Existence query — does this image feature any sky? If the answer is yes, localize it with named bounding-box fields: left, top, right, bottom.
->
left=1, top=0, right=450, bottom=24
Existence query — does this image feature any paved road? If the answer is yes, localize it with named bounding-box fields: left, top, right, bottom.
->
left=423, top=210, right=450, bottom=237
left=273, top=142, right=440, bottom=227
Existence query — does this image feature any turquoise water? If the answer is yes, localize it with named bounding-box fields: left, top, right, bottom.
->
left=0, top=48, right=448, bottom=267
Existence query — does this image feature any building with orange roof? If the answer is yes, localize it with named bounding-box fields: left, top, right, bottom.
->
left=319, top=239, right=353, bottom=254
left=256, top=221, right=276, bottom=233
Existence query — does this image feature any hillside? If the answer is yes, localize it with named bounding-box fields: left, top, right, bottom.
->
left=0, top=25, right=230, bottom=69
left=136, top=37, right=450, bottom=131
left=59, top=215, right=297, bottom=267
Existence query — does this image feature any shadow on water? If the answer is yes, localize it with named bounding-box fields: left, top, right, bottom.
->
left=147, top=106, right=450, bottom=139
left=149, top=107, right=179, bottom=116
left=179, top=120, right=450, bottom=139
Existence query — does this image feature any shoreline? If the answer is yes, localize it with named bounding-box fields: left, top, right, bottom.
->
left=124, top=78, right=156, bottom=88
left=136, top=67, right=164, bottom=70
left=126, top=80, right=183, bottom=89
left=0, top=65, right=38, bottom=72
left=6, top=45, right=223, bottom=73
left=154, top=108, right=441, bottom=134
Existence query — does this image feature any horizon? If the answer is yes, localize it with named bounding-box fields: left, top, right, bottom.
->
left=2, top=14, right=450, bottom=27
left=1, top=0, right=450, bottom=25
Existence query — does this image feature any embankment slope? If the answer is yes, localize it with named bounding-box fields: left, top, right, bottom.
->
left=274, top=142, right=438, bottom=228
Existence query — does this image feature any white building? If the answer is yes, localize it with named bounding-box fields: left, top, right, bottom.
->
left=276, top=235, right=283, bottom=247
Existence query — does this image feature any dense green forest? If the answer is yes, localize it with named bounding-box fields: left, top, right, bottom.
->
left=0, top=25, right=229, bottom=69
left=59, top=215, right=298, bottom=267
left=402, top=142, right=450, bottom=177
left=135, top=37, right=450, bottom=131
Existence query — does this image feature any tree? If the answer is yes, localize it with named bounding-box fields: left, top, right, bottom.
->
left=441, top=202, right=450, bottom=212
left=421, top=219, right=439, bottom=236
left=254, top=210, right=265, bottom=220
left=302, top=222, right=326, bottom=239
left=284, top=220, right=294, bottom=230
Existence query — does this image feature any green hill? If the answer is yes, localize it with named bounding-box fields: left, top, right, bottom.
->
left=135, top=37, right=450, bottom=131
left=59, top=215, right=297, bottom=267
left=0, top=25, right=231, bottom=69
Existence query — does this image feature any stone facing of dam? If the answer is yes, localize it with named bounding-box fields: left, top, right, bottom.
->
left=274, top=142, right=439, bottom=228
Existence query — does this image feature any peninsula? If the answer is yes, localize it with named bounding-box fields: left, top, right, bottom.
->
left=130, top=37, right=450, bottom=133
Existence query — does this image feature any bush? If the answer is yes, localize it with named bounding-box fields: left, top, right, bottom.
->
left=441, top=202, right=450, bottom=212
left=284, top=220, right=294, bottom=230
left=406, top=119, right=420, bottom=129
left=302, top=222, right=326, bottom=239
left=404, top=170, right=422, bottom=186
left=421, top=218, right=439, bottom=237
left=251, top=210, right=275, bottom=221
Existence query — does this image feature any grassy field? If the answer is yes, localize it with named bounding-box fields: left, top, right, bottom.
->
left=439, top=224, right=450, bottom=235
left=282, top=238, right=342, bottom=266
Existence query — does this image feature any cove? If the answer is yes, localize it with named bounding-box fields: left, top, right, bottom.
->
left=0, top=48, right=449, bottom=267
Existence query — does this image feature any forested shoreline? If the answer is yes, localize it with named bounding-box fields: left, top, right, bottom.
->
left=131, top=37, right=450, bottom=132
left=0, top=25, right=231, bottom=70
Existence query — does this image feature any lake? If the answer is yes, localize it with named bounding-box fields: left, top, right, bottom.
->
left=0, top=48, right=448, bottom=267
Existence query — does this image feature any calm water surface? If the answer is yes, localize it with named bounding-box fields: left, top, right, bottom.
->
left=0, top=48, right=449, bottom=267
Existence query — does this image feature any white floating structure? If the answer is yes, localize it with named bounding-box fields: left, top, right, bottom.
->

++++++++++

- Task statement:
Please write out all the data above, exactly as it reads.

- Solution to this task:
Existence query — does this image feature any sky? If the answer is yes, localize it with named bounding-box fields: left, top, right, bottom.
->
left=1, top=0, right=450, bottom=24
Existence query — does this image feature any paved road? If the answer is yes, localize it with named bounding-box fields: left, top, right, bottom.
->
left=423, top=210, right=450, bottom=237
left=273, top=142, right=440, bottom=227
Existence query — does this image feature any turquoise water? If the answer is yes, localize it with named bounding-box fields: left, top, right, bottom.
->
left=0, top=48, right=448, bottom=267
Existence query — does this image feature any building with orange roof? If the answer is yes, localize it with named bounding-box fields: left, top, right, bottom.
->
left=319, top=239, right=353, bottom=254
left=256, top=221, right=276, bottom=233
Existence query — does this image feature any hillside? If the answer is yes, localize it with named bounding-box fields: left, top, right, bottom.
->
left=0, top=25, right=230, bottom=69
left=136, top=37, right=450, bottom=131
left=59, top=215, right=297, bottom=267
Existence query — does this image feature any shadow on water? If the answer is yes, localize it with named bounding-box fields: left, top, right, bottom.
->
left=147, top=106, right=450, bottom=139
left=149, top=107, right=179, bottom=116
left=179, top=120, right=450, bottom=139
Existence query — does this image feature any shoreline? If the answer is yes, localize it with named bounding-box fields: left, top, right, bottom.
->
left=124, top=78, right=156, bottom=88
left=136, top=67, right=164, bottom=70
left=126, top=80, right=183, bottom=89
left=0, top=65, right=38, bottom=72
left=6, top=45, right=223, bottom=73
left=154, top=108, right=441, bottom=134
Existence query — does this image feature any horizon? If the answer is yes, localize it with named bounding-box fields: left, top, right, bottom.
->
left=2, top=14, right=450, bottom=27
left=1, top=0, right=450, bottom=25
Existence query — does this image feature any embankment slope? If the answer is yes, localize it with named bounding-box fields: left, top, right, bottom.
->
left=274, top=142, right=438, bottom=228
Existence query — does this image feature any white building? If the answer is yes, localize it with named bounding-box fields: left, top, right, bottom.
->
left=276, top=235, right=283, bottom=247
Existence query — does this image feature any dense green forest? If the answer is yes, localize it with named bounding-box fields: left, top, right, bottom.
->
left=0, top=25, right=229, bottom=69
left=59, top=215, right=298, bottom=267
left=402, top=142, right=450, bottom=177
left=135, top=37, right=450, bottom=131
Existence query — does this image feature any tree? If the answer is yes, localize it with named bounding-box fields: left, top, right, bottom.
->
left=441, top=202, right=450, bottom=212
left=421, top=219, right=439, bottom=236
left=254, top=210, right=265, bottom=220
left=302, top=222, right=326, bottom=239
left=284, top=220, right=294, bottom=230
Existence query — does this image feature any green hill? If the answer is yes, localize it with named bounding-box fields: left, top, right, bottom.
->
left=135, top=37, right=450, bottom=131
left=59, top=215, right=297, bottom=267
left=0, top=25, right=231, bottom=69
Existence query — does this image feature any stone facing of dam? If the answer is yes, localize it with named bounding-box fields: left, top, right, bottom.
->
left=274, top=142, right=439, bottom=228
Existence query — does this image feature any peninsula? If the answer is yes, localize it with named bounding-box fields: left, top, right, bottom.
->
left=130, top=37, right=450, bottom=133
Existence query — does this image feature any bush? If the answer is yes, localize it with named bounding-box fields: left, top, right, bottom.
->
left=441, top=202, right=450, bottom=212
left=284, top=220, right=294, bottom=230
left=406, top=119, right=420, bottom=129
left=302, top=222, right=326, bottom=239
left=404, top=170, right=422, bottom=186
left=421, top=218, right=439, bottom=237
left=251, top=210, right=275, bottom=221
Existence query — does this image feature any grassy field? If the answer is yes, localize it with named bounding-box fields: left, top, right, bottom.
->
left=439, top=224, right=450, bottom=235
left=282, top=238, right=342, bottom=266
Existence query — does this image feature any cove? If the answer is yes, localize it with named bounding-box fields: left, top, right, bottom.
->
left=0, top=48, right=449, bottom=267
Existence query — does this image feature any forested shoreline? If the answer is yes, localize it with named bounding-box fields: left, top, right, bottom.
->
left=131, top=37, right=450, bottom=132
left=0, top=25, right=231, bottom=70
Existence query — does this image feature any lake? If the answer is yes, localize it with named bounding-box fields: left, top, right, bottom.
->
left=0, top=48, right=448, bottom=267
Existence query — does this image feature any calm water surface? If the answer is yes, localize it with named bounding-box fields: left, top, right, bottom.
->
left=0, top=48, right=449, bottom=267
Existence query — does this image feature any white floating structure? If the answer is yes, localize it with named bounding-box fields: left, top, right, bottom.
->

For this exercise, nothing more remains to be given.